▼▼▼

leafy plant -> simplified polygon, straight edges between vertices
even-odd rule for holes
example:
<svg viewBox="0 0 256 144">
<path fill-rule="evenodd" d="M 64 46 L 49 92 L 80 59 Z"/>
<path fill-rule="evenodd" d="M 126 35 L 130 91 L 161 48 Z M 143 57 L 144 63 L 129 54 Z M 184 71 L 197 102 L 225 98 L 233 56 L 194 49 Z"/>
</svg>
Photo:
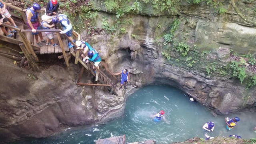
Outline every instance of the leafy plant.
<svg viewBox="0 0 256 144">
<path fill-rule="evenodd" d="M 255 58 L 251 58 L 249 60 L 249 64 L 251 64 L 252 66 L 254 66 L 256 64 L 256 61 L 255 61 Z"/>
<path fill-rule="evenodd" d="M 180 52 L 182 56 L 185 56 L 188 54 L 190 48 L 185 42 L 180 42 L 177 48 L 176 52 Z"/>
</svg>

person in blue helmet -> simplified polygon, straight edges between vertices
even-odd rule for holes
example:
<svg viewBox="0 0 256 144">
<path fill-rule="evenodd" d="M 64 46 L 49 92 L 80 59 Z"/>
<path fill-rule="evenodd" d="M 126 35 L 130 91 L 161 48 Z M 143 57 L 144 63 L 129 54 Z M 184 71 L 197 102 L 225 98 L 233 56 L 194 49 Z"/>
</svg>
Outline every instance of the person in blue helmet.
<svg viewBox="0 0 256 144">
<path fill-rule="evenodd" d="M 235 134 L 230 135 L 229 135 L 229 137 L 235 137 L 236 138 L 242 138 L 242 137 L 241 136 L 237 136 L 237 135 L 235 135 Z"/>
<path fill-rule="evenodd" d="M 42 32 L 36 32 L 36 30 L 41 30 L 41 20 L 39 16 L 38 12 L 41 10 L 41 6 L 38 3 L 34 3 L 33 6 L 28 8 L 26 11 L 27 16 L 27 24 L 28 27 L 32 30 L 32 34 L 35 36 L 36 43 L 40 46 L 43 46 L 43 45 L 39 41 L 38 36 L 41 39 L 41 42 L 46 43 L 46 40 L 44 40 Z"/>
<path fill-rule="evenodd" d="M 233 119 L 226 117 L 225 118 L 225 121 L 227 124 L 227 129 L 230 130 L 236 125 L 236 123 L 240 121 L 240 119 L 238 117 L 235 117 Z"/>
<path fill-rule="evenodd" d="M 99 68 L 99 64 L 101 62 L 101 58 L 100 56 L 99 53 L 95 49 L 93 49 L 91 46 L 87 42 L 84 42 L 84 44 L 89 48 L 89 52 L 87 53 L 88 56 L 86 56 L 85 59 L 93 62 L 94 65 L 98 69 Z M 95 70 L 94 66 L 93 67 L 94 72 L 96 73 L 96 70 Z"/>
<path fill-rule="evenodd" d="M 60 34 L 65 34 L 68 37 L 74 42 L 75 40 L 72 37 L 72 24 L 68 19 L 67 15 L 64 14 L 60 14 L 58 17 L 54 16 L 52 19 L 52 22 L 56 25 L 59 22 L 60 23 L 62 26 L 63 28 L 63 30 L 61 30 Z M 73 48 L 74 45 L 70 42 L 68 42 L 68 47 L 69 48 Z"/>
<path fill-rule="evenodd" d="M 119 90 L 121 90 L 123 87 L 124 83 L 124 89 L 127 89 L 126 83 L 129 83 L 129 82 L 130 82 L 130 73 L 128 72 L 128 70 L 125 68 L 124 70 L 118 73 L 113 74 L 115 75 L 121 74 L 121 87 L 119 88 Z"/>
<path fill-rule="evenodd" d="M 214 123 L 212 122 L 208 122 L 203 126 L 203 128 L 208 131 L 212 132 L 214 129 Z"/>
<path fill-rule="evenodd" d="M 164 117 L 164 111 L 161 110 L 159 113 L 154 116 L 154 120 L 156 122 L 158 122 L 162 120 L 164 120 L 166 123 L 168 123 Z"/>
</svg>

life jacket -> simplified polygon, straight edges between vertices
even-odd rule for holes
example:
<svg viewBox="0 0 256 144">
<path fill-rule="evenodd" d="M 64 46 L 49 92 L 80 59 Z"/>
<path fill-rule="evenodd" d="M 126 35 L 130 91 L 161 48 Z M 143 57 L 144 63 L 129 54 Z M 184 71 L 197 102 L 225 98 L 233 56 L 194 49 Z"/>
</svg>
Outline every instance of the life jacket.
<svg viewBox="0 0 256 144">
<path fill-rule="evenodd" d="M 49 8 L 49 10 L 54 12 L 57 10 L 57 5 L 58 5 L 58 2 L 57 2 L 57 4 L 53 7 L 53 5 L 52 5 L 52 0 L 50 1 L 50 8 Z"/>
<path fill-rule="evenodd" d="M 124 81 L 127 80 L 127 78 L 128 77 L 128 74 L 129 72 L 126 72 L 126 74 L 124 73 L 124 71 L 122 71 L 122 74 L 121 75 L 121 77 L 122 78 L 123 80 Z"/>
<path fill-rule="evenodd" d="M 211 121 L 207 122 L 207 124 L 208 124 L 208 128 L 206 128 L 208 129 L 209 130 L 211 130 L 212 129 L 212 128 L 211 128 L 212 127 L 210 127 L 210 124 L 212 122 Z"/>
<path fill-rule="evenodd" d="M 31 12 L 32 12 L 32 14 L 33 14 L 33 16 L 31 16 L 31 19 L 30 20 L 30 21 L 32 23 L 34 23 L 38 21 L 38 12 L 36 12 L 32 10 L 30 8 L 28 8 L 27 10 L 26 11 L 26 14 L 27 16 L 27 18 L 28 18 L 28 16 L 27 16 L 27 10 L 29 10 Z M 28 20 L 28 18 L 27 18 L 27 20 Z"/>
<path fill-rule="evenodd" d="M 0 8 L 3 8 L 4 7 L 4 4 L 0 2 Z"/>
<path fill-rule="evenodd" d="M 96 62 L 97 60 L 98 61 L 100 61 L 100 60 L 101 60 L 101 58 L 100 58 L 100 54 L 99 54 L 99 53 L 97 51 L 97 50 L 94 50 L 94 49 L 93 49 L 92 47 L 92 46 L 90 46 L 90 45 L 87 42 L 85 42 L 84 43 L 85 44 L 86 46 L 88 46 L 88 48 L 89 48 L 89 49 L 90 50 L 92 50 L 92 52 L 93 52 L 93 55 L 92 55 L 92 56 L 91 56 L 92 58 L 93 57 L 93 56 L 94 56 L 95 54 L 98 54 L 98 56 L 93 60 L 93 61 L 94 62 Z M 90 56 L 89 56 L 89 58 L 90 57 Z"/>
<path fill-rule="evenodd" d="M 43 29 L 45 29 L 45 30 L 50 29 L 50 28 L 49 28 L 49 27 L 47 27 L 47 26 L 46 26 L 46 27 L 44 26 L 44 23 L 46 23 L 48 24 L 48 23 L 47 23 L 47 22 L 42 22 L 41 23 L 41 24 L 42 25 L 42 28 L 43 28 Z"/>
<path fill-rule="evenodd" d="M 233 128 L 233 127 L 236 126 L 236 122 L 235 122 L 235 121 L 234 120 L 234 119 L 230 120 L 229 122 L 228 122 L 228 123 L 229 124 L 230 124 L 232 123 L 232 122 L 235 123 L 235 124 L 236 124 L 236 125 L 234 126 L 228 126 L 229 128 Z"/>
<path fill-rule="evenodd" d="M 62 19 L 60 20 L 60 24 L 61 24 L 62 25 L 62 22 L 63 22 L 63 21 L 67 21 L 67 22 L 68 22 L 68 24 L 69 25 L 69 20 L 68 20 L 68 18 L 66 17 L 66 16 L 65 16 L 63 14 L 59 14 L 59 18 L 60 17 L 61 17 L 62 18 Z"/>
<path fill-rule="evenodd" d="M 162 120 L 162 119 L 164 118 L 164 115 L 160 113 L 159 113 L 159 114 L 160 114 L 160 115 L 159 115 L 159 116 L 156 116 L 156 118 L 157 118 L 157 119 L 158 120 Z"/>
</svg>

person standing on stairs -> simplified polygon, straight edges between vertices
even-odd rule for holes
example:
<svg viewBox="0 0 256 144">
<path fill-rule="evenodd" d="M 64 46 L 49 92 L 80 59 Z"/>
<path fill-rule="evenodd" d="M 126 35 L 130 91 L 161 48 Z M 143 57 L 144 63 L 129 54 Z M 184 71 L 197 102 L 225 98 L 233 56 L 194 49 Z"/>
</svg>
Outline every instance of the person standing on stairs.
<svg viewBox="0 0 256 144">
<path fill-rule="evenodd" d="M 38 3 L 34 3 L 33 6 L 28 8 L 26 12 L 27 16 L 27 24 L 28 27 L 32 30 L 32 34 L 35 36 L 36 43 L 40 46 L 43 46 L 43 44 L 39 42 L 38 36 L 41 39 L 41 42 L 46 43 L 46 40 L 44 40 L 43 36 L 41 32 L 36 32 L 36 30 L 42 29 L 40 18 L 39 16 L 38 12 L 41 10 L 41 6 Z"/>
<path fill-rule="evenodd" d="M 11 17 L 11 15 L 9 13 L 8 10 L 7 10 L 6 9 L 6 5 L 5 4 L 4 2 L 3 1 L 3 0 L 0 0 L 0 8 L 2 9 L 2 10 L 0 10 L 1 14 L 4 14 L 4 16 L 5 16 L 5 17 L 6 18 L 8 19 L 8 20 L 10 20 L 11 22 L 12 23 L 12 24 L 13 24 L 14 26 L 16 28 L 18 28 L 18 26 L 16 25 L 16 24 L 15 24 L 14 21 L 13 20 L 12 18 Z M 16 30 L 13 30 L 11 32 L 16 33 Z"/>
<path fill-rule="evenodd" d="M 130 82 L 130 73 L 128 72 L 127 69 L 125 68 L 124 70 L 121 72 L 113 74 L 114 75 L 118 75 L 121 74 L 121 87 L 119 88 L 119 90 L 121 90 L 123 87 L 123 85 L 124 83 L 124 89 L 127 89 L 126 88 L 126 83 Z"/>
<path fill-rule="evenodd" d="M 60 32 L 60 34 L 66 34 L 69 38 L 71 39 L 74 42 L 75 42 L 75 40 L 72 37 L 72 25 L 68 19 L 67 15 L 64 14 L 60 14 L 58 17 L 54 16 L 52 18 L 52 22 L 54 24 L 56 24 L 60 22 L 62 28 L 63 28 L 63 30 L 62 30 Z M 69 48 L 71 48 L 74 45 L 70 42 L 68 42 L 68 47 Z"/>
<path fill-rule="evenodd" d="M 50 28 L 54 26 L 54 25 L 53 24 L 51 25 L 48 24 L 48 23 L 46 22 L 48 18 L 48 17 L 46 15 L 42 16 L 42 22 L 41 23 L 41 25 L 42 27 L 44 30 L 50 30 Z M 47 37 L 46 42 L 45 43 L 45 44 L 47 45 L 52 44 L 52 46 L 56 46 L 58 45 L 58 44 L 54 43 L 53 34 L 52 32 L 45 32 L 45 35 L 46 35 Z M 49 40 L 50 40 L 51 42 L 49 42 Z"/>
<path fill-rule="evenodd" d="M 0 8 L 0 11 L 1 10 L 1 8 Z M 0 28 L 2 29 L 2 30 L 4 32 L 4 33 L 6 35 L 6 36 L 9 37 L 12 37 L 14 36 L 14 34 L 9 34 L 7 32 L 6 30 L 5 29 L 5 26 L 2 26 L 2 24 L 7 24 L 10 25 L 10 22 L 8 21 L 7 19 L 4 16 L 3 14 L 0 14 Z M 10 28 L 10 31 L 13 31 L 14 30 L 11 28 Z"/>
</svg>

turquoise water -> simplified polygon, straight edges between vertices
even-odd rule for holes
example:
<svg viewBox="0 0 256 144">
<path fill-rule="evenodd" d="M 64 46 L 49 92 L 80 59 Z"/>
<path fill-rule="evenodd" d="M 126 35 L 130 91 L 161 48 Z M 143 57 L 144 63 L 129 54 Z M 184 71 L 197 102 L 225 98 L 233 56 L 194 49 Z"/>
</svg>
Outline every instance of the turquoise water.
<svg viewBox="0 0 256 144">
<path fill-rule="evenodd" d="M 67 128 L 46 138 L 30 138 L 16 144 L 95 144 L 98 138 L 125 134 L 126 142 L 155 140 L 157 144 L 183 141 L 194 136 L 204 138 L 202 128 L 209 121 L 215 124 L 210 136 L 240 136 L 248 139 L 256 136 L 255 112 L 214 116 L 203 105 L 190 102 L 185 93 L 168 86 L 148 86 L 136 91 L 126 101 L 123 116 L 102 125 Z M 156 122 L 151 116 L 161 110 L 165 112 L 169 123 Z M 240 121 L 230 131 L 226 128 L 225 117 L 238 116 Z"/>
</svg>

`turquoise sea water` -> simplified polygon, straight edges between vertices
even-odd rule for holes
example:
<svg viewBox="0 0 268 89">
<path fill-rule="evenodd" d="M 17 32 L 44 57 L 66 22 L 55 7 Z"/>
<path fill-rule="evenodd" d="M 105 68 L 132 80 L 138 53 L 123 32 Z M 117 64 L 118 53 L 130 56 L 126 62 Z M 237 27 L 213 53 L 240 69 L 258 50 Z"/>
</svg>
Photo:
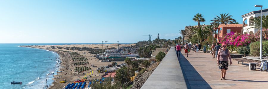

▲▲▲

Objective:
Please gather every line in the listing above that contains the string "person", and copy each of them out.

Answer to the problem:
person in blue helmet -> simplified polygon, straight edges between vertices
Outline every instance of the person in blue helmet.
person standing on stairs -> simplified polygon, straight edges between vertices
Outline every instance of the person standing on stairs.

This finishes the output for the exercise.